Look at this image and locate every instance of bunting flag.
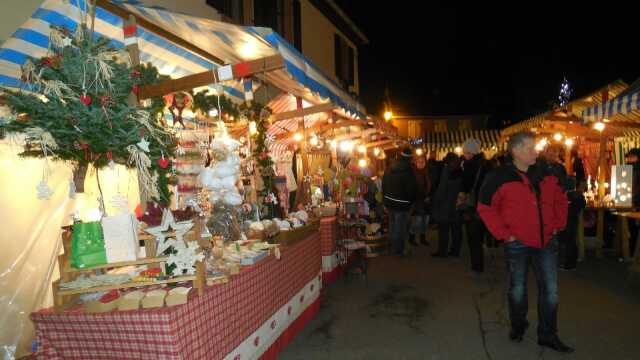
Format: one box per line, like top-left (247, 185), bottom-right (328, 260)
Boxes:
top-left (244, 78), bottom-right (253, 102)
top-left (122, 23), bottom-right (137, 46)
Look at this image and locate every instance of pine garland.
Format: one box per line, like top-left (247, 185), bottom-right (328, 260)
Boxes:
top-left (0, 25), bottom-right (176, 204)
top-left (250, 106), bottom-right (276, 218)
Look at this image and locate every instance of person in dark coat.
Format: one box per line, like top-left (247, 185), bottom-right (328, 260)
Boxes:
top-left (459, 138), bottom-right (489, 272)
top-left (431, 152), bottom-right (463, 257)
top-left (427, 151), bottom-right (442, 198)
top-left (410, 154), bottom-right (431, 246)
top-left (625, 148), bottom-right (640, 256)
top-left (382, 147), bottom-right (419, 256)
top-left (559, 176), bottom-right (586, 270)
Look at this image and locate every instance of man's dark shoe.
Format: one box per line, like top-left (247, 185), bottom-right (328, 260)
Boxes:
top-left (509, 324), bottom-right (529, 342)
top-left (420, 235), bottom-right (429, 246)
top-left (409, 237), bottom-right (419, 246)
top-left (538, 338), bottom-right (575, 353)
top-left (431, 252), bottom-right (447, 258)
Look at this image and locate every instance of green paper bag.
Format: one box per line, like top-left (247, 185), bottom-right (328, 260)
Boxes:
top-left (71, 221), bottom-right (107, 269)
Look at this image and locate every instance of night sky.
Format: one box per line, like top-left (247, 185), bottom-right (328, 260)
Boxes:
top-left (335, 0), bottom-right (639, 128)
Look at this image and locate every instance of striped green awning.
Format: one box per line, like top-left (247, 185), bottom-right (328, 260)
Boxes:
top-left (424, 129), bottom-right (504, 159)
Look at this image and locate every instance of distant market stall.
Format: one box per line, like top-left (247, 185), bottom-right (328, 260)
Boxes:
top-left (500, 80), bottom-right (640, 263)
top-left (423, 129), bottom-right (503, 159)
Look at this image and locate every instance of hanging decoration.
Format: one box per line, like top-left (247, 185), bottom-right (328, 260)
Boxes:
top-left (164, 92), bottom-right (192, 128)
top-left (558, 77), bottom-right (573, 107)
top-left (0, 24), bottom-right (176, 203)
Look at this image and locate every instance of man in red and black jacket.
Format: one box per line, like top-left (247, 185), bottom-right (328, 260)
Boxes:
top-left (477, 132), bottom-right (573, 353)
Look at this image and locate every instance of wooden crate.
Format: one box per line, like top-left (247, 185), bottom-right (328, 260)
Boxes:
top-left (52, 226), bottom-right (206, 312)
top-left (360, 234), bottom-right (388, 257)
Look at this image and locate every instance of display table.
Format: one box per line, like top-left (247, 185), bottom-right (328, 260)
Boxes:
top-left (319, 216), bottom-right (339, 285)
top-left (31, 232), bottom-right (322, 360)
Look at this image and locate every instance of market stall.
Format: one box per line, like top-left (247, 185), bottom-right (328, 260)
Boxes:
top-left (0, 0), bottom-right (381, 358)
top-left (500, 80), bottom-right (638, 261)
top-left (581, 79), bottom-right (640, 270)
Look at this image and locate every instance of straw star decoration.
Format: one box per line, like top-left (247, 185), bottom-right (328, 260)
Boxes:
top-left (144, 209), bottom-right (194, 254)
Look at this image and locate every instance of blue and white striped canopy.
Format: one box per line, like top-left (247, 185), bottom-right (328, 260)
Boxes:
top-left (582, 90), bottom-right (640, 123)
top-left (0, 0), bottom-right (365, 118)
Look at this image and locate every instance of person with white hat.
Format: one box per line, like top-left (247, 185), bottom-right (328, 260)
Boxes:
top-left (458, 138), bottom-right (489, 274)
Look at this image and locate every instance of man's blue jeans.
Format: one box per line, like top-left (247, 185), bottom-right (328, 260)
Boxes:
top-left (388, 210), bottom-right (410, 256)
top-left (504, 236), bottom-right (559, 341)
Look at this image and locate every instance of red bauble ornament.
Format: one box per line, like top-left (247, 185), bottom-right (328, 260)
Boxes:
top-left (131, 85), bottom-right (140, 95)
top-left (106, 151), bottom-right (113, 160)
top-left (40, 57), bottom-right (52, 67)
top-left (79, 94), bottom-right (92, 105)
top-left (130, 70), bottom-right (141, 78)
top-left (158, 157), bottom-right (169, 169)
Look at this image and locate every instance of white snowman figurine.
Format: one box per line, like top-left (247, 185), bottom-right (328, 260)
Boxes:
top-left (199, 135), bottom-right (243, 206)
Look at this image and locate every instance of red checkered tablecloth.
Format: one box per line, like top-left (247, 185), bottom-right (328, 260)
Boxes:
top-left (319, 216), bottom-right (337, 256)
top-left (31, 232), bottom-right (322, 360)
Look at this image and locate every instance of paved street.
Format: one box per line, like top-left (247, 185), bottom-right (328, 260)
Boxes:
top-left (281, 244), bottom-right (640, 360)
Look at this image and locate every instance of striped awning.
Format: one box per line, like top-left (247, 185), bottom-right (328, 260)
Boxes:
top-left (424, 129), bottom-right (503, 159)
top-left (582, 90), bottom-right (640, 123)
top-left (0, 0), bottom-right (366, 118)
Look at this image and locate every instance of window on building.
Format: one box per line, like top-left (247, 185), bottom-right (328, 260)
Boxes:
top-left (293, 0), bottom-right (302, 51)
top-left (254, 0), bottom-right (284, 35)
top-left (206, 0), bottom-right (244, 24)
top-left (458, 119), bottom-right (472, 131)
top-left (434, 120), bottom-right (447, 133)
top-left (334, 34), bottom-right (354, 88)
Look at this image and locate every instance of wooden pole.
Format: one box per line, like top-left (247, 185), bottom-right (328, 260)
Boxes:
top-left (595, 135), bottom-right (607, 258)
top-left (121, 15), bottom-right (149, 213)
top-left (564, 144), bottom-right (573, 175)
top-left (294, 98), bottom-right (311, 209)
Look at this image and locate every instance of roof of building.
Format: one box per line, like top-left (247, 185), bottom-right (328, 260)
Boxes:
top-left (309, 0), bottom-right (369, 46)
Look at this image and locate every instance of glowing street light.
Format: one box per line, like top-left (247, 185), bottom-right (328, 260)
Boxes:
top-left (594, 122), bottom-right (606, 132)
top-left (373, 147), bottom-right (381, 156)
top-left (416, 148), bottom-right (424, 156)
top-left (565, 138), bottom-right (574, 147)
top-left (384, 111), bottom-right (393, 121)
top-left (553, 133), bottom-right (563, 141)
top-left (358, 158), bottom-right (367, 168)
top-left (454, 146), bottom-right (462, 154)
top-left (294, 133), bottom-right (303, 142)
top-left (357, 145), bottom-right (367, 154)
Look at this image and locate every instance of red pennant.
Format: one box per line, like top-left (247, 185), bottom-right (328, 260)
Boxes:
top-left (233, 62), bottom-right (251, 78)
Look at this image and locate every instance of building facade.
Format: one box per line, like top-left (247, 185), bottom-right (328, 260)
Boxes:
top-left (391, 114), bottom-right (490, 139)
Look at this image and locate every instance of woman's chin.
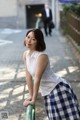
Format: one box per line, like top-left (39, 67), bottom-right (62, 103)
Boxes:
top-left (26, 45), bottom-right (30, 48)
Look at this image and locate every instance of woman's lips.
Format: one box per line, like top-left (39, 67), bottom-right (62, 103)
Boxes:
top-left (27, 43), bottom-right (31, 46)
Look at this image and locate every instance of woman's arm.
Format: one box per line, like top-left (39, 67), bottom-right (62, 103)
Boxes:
top-left (23, 54), bottom-right (48, 106)
top-left (32, 54), bottom-right (48, 102)
top-left (23, 51), bottom-right (33, 99)
top-left (25, 70), bottom-right (33, 99)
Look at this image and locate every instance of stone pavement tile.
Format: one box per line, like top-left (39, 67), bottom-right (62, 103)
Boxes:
top-left (70, 82), bottom-right (80, 102)
top-left (35, 94), bottom-right (48, 120)
top-left (0, 81), bottom-right (26, 120)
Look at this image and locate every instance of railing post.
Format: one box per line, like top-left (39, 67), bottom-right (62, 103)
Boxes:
top-left (25, 104), bottom-right (35, 120)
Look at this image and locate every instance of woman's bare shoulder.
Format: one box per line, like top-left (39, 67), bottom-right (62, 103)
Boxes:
top-left (38, 53), bottom-right (49, 64)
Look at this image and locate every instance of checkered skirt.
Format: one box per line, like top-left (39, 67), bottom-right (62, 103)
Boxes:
top-left (44, 82), bottom-right (80, 120)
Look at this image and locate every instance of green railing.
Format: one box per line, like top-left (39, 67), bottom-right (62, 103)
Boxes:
top-left (25, 104), bottom-right (35, 120)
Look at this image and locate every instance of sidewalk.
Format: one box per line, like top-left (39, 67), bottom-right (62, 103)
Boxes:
top-left (0, 28), bottom-right (80, 120)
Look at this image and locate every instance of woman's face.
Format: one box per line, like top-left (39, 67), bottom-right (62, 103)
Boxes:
top-left (25, 32), bottom-right (37, 50)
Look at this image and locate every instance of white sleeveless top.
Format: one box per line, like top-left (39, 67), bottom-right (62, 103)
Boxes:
top-left (26, 50), bottom-right (67, 96)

Task prompt:
Search the listing above for lines with the word "blue", and state how many there are, nothing else.

Solution:
2